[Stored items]
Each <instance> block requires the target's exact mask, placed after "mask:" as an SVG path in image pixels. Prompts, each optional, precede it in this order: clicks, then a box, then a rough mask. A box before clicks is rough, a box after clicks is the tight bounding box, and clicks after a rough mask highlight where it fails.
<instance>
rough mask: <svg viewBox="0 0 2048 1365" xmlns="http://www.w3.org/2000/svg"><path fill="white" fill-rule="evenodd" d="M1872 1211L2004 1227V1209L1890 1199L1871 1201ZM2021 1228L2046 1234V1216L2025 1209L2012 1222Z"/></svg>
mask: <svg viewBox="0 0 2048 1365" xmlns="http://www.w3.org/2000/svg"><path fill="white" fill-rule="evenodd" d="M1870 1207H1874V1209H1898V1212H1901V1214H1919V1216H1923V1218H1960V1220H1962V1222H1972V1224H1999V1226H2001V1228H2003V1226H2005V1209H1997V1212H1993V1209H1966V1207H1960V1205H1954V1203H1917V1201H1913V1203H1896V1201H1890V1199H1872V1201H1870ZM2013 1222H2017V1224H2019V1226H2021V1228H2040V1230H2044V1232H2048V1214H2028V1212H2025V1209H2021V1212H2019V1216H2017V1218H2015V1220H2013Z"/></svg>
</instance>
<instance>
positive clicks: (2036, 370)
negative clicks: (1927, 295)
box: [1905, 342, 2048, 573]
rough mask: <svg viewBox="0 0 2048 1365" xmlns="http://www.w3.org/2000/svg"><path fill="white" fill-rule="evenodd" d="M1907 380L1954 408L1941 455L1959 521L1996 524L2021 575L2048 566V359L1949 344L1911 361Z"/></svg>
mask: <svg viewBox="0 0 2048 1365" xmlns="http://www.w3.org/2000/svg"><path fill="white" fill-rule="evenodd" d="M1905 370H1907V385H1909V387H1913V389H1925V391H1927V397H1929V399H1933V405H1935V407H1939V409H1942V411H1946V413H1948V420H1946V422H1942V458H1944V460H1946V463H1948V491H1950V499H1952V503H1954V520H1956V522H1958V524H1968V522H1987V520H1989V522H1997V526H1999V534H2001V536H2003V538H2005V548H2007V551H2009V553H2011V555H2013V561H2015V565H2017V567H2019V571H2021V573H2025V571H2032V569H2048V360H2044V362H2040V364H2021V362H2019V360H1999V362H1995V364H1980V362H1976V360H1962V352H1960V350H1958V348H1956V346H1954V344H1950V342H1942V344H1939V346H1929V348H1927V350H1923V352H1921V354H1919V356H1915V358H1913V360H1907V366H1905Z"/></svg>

## [INSTRUCTIONS TO FOLLOW]
Rewrite the entries above with each "rough mask" renamed to "coarse mask". Leave every other part of the lines as it is.

## [WRITTEN ANSWER]
Each <instance> block requires the target's exact mask, placed after "mask:" as an SVG path in image pixels. Prompts, each optional, precede it in this order: clicks, then a box, then a coarse mask. A box before clicks is rough, a box after clicks is the tight bounding box, and clicks after a coarse mask highlight where it fails.
<instance>
coarse mask: <svg viewBox="0 0 2048 1365" xmlns="http://www.w3.org/2000/svg"><path fill="white" fill-rule="evenodd" d="M1872 1211L2004 1227V1209L1890 1199L1871 1201ZM2021 1228L2046 1234V1216L2025 1209L2012 1222Z"/></svg>
mask: <svg viewBox="0 0 2048 1365" xmlns="http://www.w3.org/2000/svg"><path fill="white" fill-rule="evenodd" d="M1870 1207H1874V1209H1898V1212H1901V1214H1919V1216H1923V1218H1960V1220H1962V1222H1972V1224H1999V1226H2001V1228H2003V1226H2005V1209H1997V1212H1993V1209H1966V1207H1960V1205H1954V1203H1917V1201H1913V1203H1896V1201H1890V1199H1872V1201H1870ZM2013 1222H2017V1224H2019V1226H2021V1228H2040V1230H2044V1232H2048V1214H2028V1212H2025V1209H2021V1212H2019V1216H2017V1218H2015V1220H2013Z"/></svg>
</instance>
<instance>
positive clicks: (2036, 370)
negative clicks: (1927, 295)
box: [1905, 342, 2048, 573]
coarse mask: <svg viewBox="0 0 2048 1365" xmlns="http://www.w3.org/2000/svg"><path fill="white" fill-rule="evenodd" d="M1907 380L1954 408L1941 455L1959 521L1996 524L2021 575L2048 566V359L1949 344L1911 361Z"/></svg>
mask: <svg viewBox="0 0 2048 1365" xmlns="http://www.w3.org/2000/svg"><path fill="white" fill-rule="evenodd" d="M1905 370H1907V385H1909V387H1913V389H1925V391H1927V397H1929V399H1933V405H1935V407H1939V409H1942V411H1946V413H1948V420H1946V422H1942V458H1944V460H1946V463H1948V491H1950V499H1952V503H1954V520H1956V522H1958V524H1968V522H1987V520H1989V522H1997V526H1999V534H2001V536H2003V538H2005V548H2007V551H2009V553H2011V555H2013V561H2015V565H2017V567H2019V571H2021V573H2025V571H2032V569H2048V360H2044V362H2040V364H2021V362H2019V360H1999V362H1995V364H1980V362H1976V360H1962V352H1960V350H1958V348H1956V346H1954V344H1950V342H1942V344H1939V346H1929V348H1927V350H1923V352H1921V354H1919V356H1915V358H1913V360H1907V366H1905Z"/></svg>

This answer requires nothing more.